(GIVEN TEXT begins)

By Tom Dominguez, Quay County Extension
At this time of year, the extension office receives a lot of calls about elm leaf beetles.
What follows are some of the basic practices that you can take to recognize, treat and manage elm leaf beetles. Just remember that you’re aiming for moderate control. It’s almost impossible to eradicate all the beetles.
Elm Leaf Beetle
Adults are olive green beetles with black, longitudinal stripes along the margin and center of the back. Females lay their yellowish to gray eggs in double rows of about 5 to 25 on the underside of leaves. Larvae are black when newly hatched. After feeding, they become a dull yellow or green with rows of tiny dark tubercles. Larvae develop through three stages called instars. Third instar larvae have dense rows of dark tubercles that resemble two black stripes down their sides, making them easy to distinguish from first and second instar larvae.
Adults commonly overwinter in bark crevices, litter, woodpiles, or in buildings. They fly to foliage in spring, and feed and lay yellowish eggs, which become grayish before hatching. After feeding in the canopy for several weeks, mature larvae crawl down the tree trunk, become curled, inactive pre-pupae, and then develop into yellowish pupae. After about 10 days, adult beetles emerge from pupae around the tree base and fly to the canopy to feed and (during spring and summer) lay eggs. Elm leaf beetle can have two to three generations per year in Eastern New Mexico.

(GIVEN TEXT ends)
(GIVEN RECORDS begins)

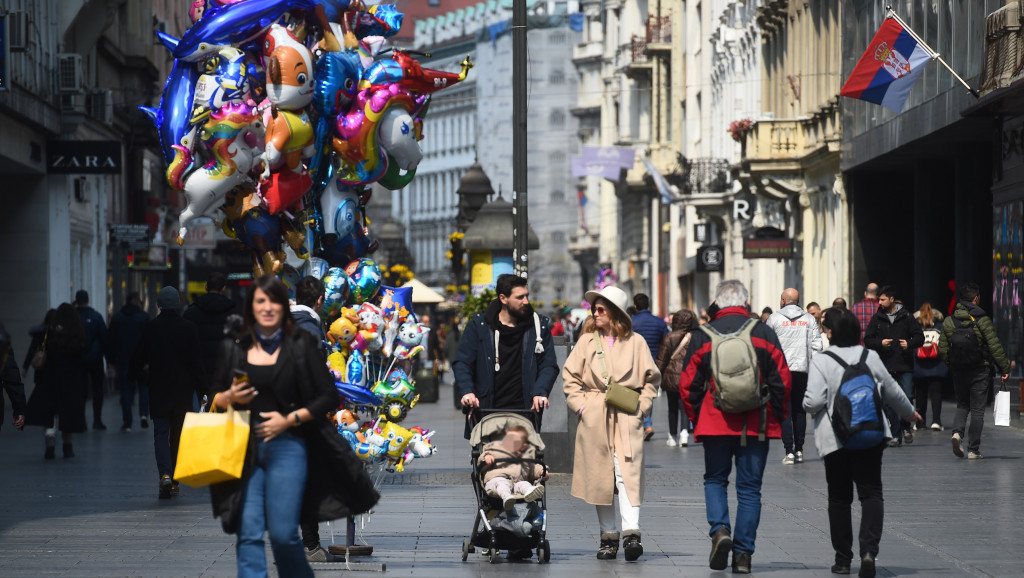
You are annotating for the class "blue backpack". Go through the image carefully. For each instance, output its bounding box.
[822,349,886,450]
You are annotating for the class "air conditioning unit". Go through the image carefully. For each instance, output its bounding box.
[57,53,83,94]
[7,12,29,52]
[85,88,114,124]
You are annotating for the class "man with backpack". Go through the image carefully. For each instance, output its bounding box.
[679,280,792,574]
[939,283,1010,459]
[864,285,925,447]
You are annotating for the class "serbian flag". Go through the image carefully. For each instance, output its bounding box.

(GIVEN RECORDS ends)

:: REQUIRED ACTION 1 ::
Rewrite the paragraph in the elm leaf beetle text that begins "Adults commonly overwinter" as a bulleted list, keeping its main facts.
:: REQUIRED ACTION 2 ::
Write the next part of the elm leaf beetle text, starting after its final sentence.
The listing comes from a different source than the elm leaf beetle text.

:: EXPECTED ANSWER 1 ::
- Adults overwinter in bark crevices, litter, woodpiles, or buildings.
- In spring, adults fly to foliage, feed, and lay yellowish eggs that turn grayish before hatching.
- Larvae feed in the canopy for several weeks. Mature larvae then crawl down the trunk, become curled, inactive pre-pupae, and develop into yellowish pupae.
- After about 10 days, adults emerge around the tree base. They fly to the canopy to feed and, during spring and summer, lay eggs.
- Elm leaf beetles can have two to three generations per year in Eastern New Mexico.

:: EXPECTED ANSWER 2 ::
Elm leaf beetle is a serious defoliator of elms. Larvae skeletonize the leaf surface, while adults chew entirely through the leaf, often in a shothole pattern. Defoliation eliminates summer shade, reduces the aesthetic value of trees, and causes annoying leaf drop. Repeated, extensive defoliation weakens elms, causing trees to decline.
Manage elm leaf beetle with an integrated program that incorporates good cultural practices, conservation of natural enemies, regular monitoring, the use of less toxic insecticides, or systemic insecticides. Recognize that beetle populations fluctuate from year to year and most trees do no require treatment every year. Healthy trees can withstand substantial defoliation. If Elm leaf beetle problems persist use a combination of methods. Remember, you’ll never get rid of all the beetles but aim for moderate control. Keep in mind that beetles fly from tree to tree, so management directed to a single tree or application will give less results in comparison with control to several trees or an area.
When using an insecticide bark band, foliar spray or trunk injection of a systemic insecticide, monitor elm trees to determine the need for treatments and when to apply them. Evaluate beetle populations during spring by inspecting foliage weekly for beetles starting in April. Watch for the appearance of yellowish eggs, which darken before hatching.
Methods for chemical control of elm leaf beetle include bark banding, soil applications, tree injection, or foliar spraying in spring after monitoring beetle abundance to determine treatment need. Avoid treatment unless necessary. Insecticide can have unintended effects, such as contaminating water or killing natural enemies and causing secondary pest out breaks.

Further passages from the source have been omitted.